- _Direction_:
Please copy out all the items, swapping every "Put a point there" for "Place a marker there" and keeping everything else the same. Leave the pictures out.

Data records
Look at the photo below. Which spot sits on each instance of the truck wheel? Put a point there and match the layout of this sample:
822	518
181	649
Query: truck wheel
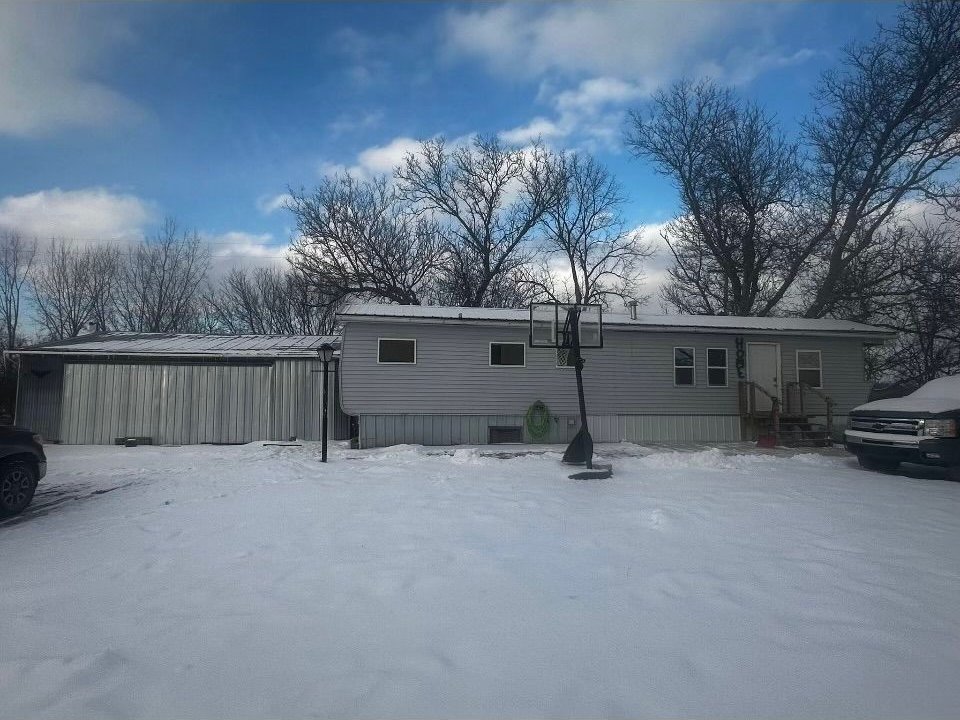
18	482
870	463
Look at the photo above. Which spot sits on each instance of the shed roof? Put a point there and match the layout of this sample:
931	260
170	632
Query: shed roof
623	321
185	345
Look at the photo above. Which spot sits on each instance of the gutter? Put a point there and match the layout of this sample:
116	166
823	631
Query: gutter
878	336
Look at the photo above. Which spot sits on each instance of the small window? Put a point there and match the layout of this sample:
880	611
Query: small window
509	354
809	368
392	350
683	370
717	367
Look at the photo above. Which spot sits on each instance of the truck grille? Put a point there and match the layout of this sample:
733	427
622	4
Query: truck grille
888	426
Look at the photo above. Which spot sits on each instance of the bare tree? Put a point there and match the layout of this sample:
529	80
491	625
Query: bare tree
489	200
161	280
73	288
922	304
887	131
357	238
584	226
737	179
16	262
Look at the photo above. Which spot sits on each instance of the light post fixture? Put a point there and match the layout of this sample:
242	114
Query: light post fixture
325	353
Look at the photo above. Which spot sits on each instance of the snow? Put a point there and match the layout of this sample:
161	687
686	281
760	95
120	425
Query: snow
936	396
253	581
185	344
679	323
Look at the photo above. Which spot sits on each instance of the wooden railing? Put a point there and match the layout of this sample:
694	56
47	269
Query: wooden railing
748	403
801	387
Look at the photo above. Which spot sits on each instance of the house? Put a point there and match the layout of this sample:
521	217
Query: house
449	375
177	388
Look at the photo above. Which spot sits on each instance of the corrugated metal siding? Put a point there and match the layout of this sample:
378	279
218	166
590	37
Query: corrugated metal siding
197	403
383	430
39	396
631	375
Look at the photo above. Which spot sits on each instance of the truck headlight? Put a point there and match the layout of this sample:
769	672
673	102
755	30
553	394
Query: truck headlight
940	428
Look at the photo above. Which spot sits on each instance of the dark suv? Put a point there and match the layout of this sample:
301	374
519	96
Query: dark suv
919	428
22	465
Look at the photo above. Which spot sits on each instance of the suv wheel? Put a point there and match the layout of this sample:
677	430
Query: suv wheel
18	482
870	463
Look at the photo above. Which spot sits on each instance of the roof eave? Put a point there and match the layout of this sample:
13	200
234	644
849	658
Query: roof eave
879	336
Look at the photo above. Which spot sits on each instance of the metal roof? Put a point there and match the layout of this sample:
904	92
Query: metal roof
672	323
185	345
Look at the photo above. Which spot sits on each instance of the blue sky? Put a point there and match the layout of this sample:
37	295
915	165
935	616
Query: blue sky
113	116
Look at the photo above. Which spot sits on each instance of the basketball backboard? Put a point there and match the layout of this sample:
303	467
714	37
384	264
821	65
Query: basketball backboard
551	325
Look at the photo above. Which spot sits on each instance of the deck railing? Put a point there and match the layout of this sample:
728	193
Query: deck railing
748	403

- _Answer for this exercise_:
Look at the photo below. Which spot sits on each instance of the truck wheel? Place a marker there and match the layout of this sample:
822	518
181	649
Query: truck wheel
18	482
870	463
Look at the photo above. Which spot sits on each instance of the shed roof? Place a marker there and match the layout of this sample:
931	260
170	632
Query: shed roof
623	321
185	345
Look at the photo above. Which spot sits on each instance of the gutter? Place a marker there and match the layout of this sample:
116	166
823	631
Query: gutter
878	336
Look at the photo above. Which spot sits on each instance of the small window? Place a marker there and match the layout of this sample:
880	611
Query: small window
509	354
809	368
392	350
683	370
717	367
Look at the photo above. Which spot sits on each instance of the truck grille? Place a marker there and match the layout of this sample:
733	427
622	4
Query: truck grille
888	426
Look at the photo above. Which spot sits on each instance of the bare tree? Place a marker there and match the layout of this sample:
529	80
491	625
Query: bare tree
489	200
161	280
73	288
922	304
887	131
357	238
584	226
737	179
16	262
Look at the photo above. Which spot sits on each instance of the light post fixture? Place a marker there and match the layout of this sample:
242	114
Query: light post fixture
325	353
Look at the photo above. Which spot sits on each instance of the snow? Place a marker there and match the layout of this sample:
161	687
686	281
760	95
120	425
Query: snow
936	396
253	581
185	344
679	323
Look at the photo above. Which spot sits on each instance of the wooden railing? Place a marker there and match the layout of this sample:
694	56
47	269
Query: wooden railing
748	403
801	387
Look at the photo above. Which spot sits on each instance of the house? Place a marker there and match the layout of this sample:
521	217
Query: house
449	375
177	388
Look at the photo above. Which spot sits on each instance of the corrugated metal siding? Place a marker there and match the layout of this sample:
378	279
218	166
590	37
Query: corrugated metal siding
197	403
383	430
39	396
631	375
Look at the photo above. Which spot sits on each instance of the truck headlight? Place a marker there and match the layout of this sample:
769	672
673	102
755	30
553	394
Query: truck headlight
940	428
Look at the photo above. Which spot sits on each instance of the dark suv? Place a marker there and match the layout of this sample:
301	374
519	96
Query: dark suv
919	428
22	465
Look at the photo above. Which spot sits on each instance of the suv wheel? Place a marker there and match the layout of this sample:
677	430
Query: suv wheel
18	482
870	463
Look at the photo above. Which spot sits on each instance of the roof eave? Place a marker there and match the layout of this sample:
13	200
234	644
849	658
Query: roof eave
879	336
Look at the photo above. Which spot sits on each instance of the metal roof? Place a marker there and match the layout of this sample:
904	92
Query: metal roof
672	323
185	345
Look at the photo above. Which spot sits on each instance of the blue sky? Place a marker there and match the layout of this sample:
37	295
915	165
935	616
Query: blue sky
113	116
Look at the photo above. Which spot sits on each instance of the basketball backboard? Place a marker there and match the layout of this sample:
303	467
714	37
384	264
821	65
Query: basketball backboard
551	325
Look at the photo above. Which spot sits on each instance of the deck railing? Place a marker there and match the layout of this sample:
728	193
Query: deck railing
748	403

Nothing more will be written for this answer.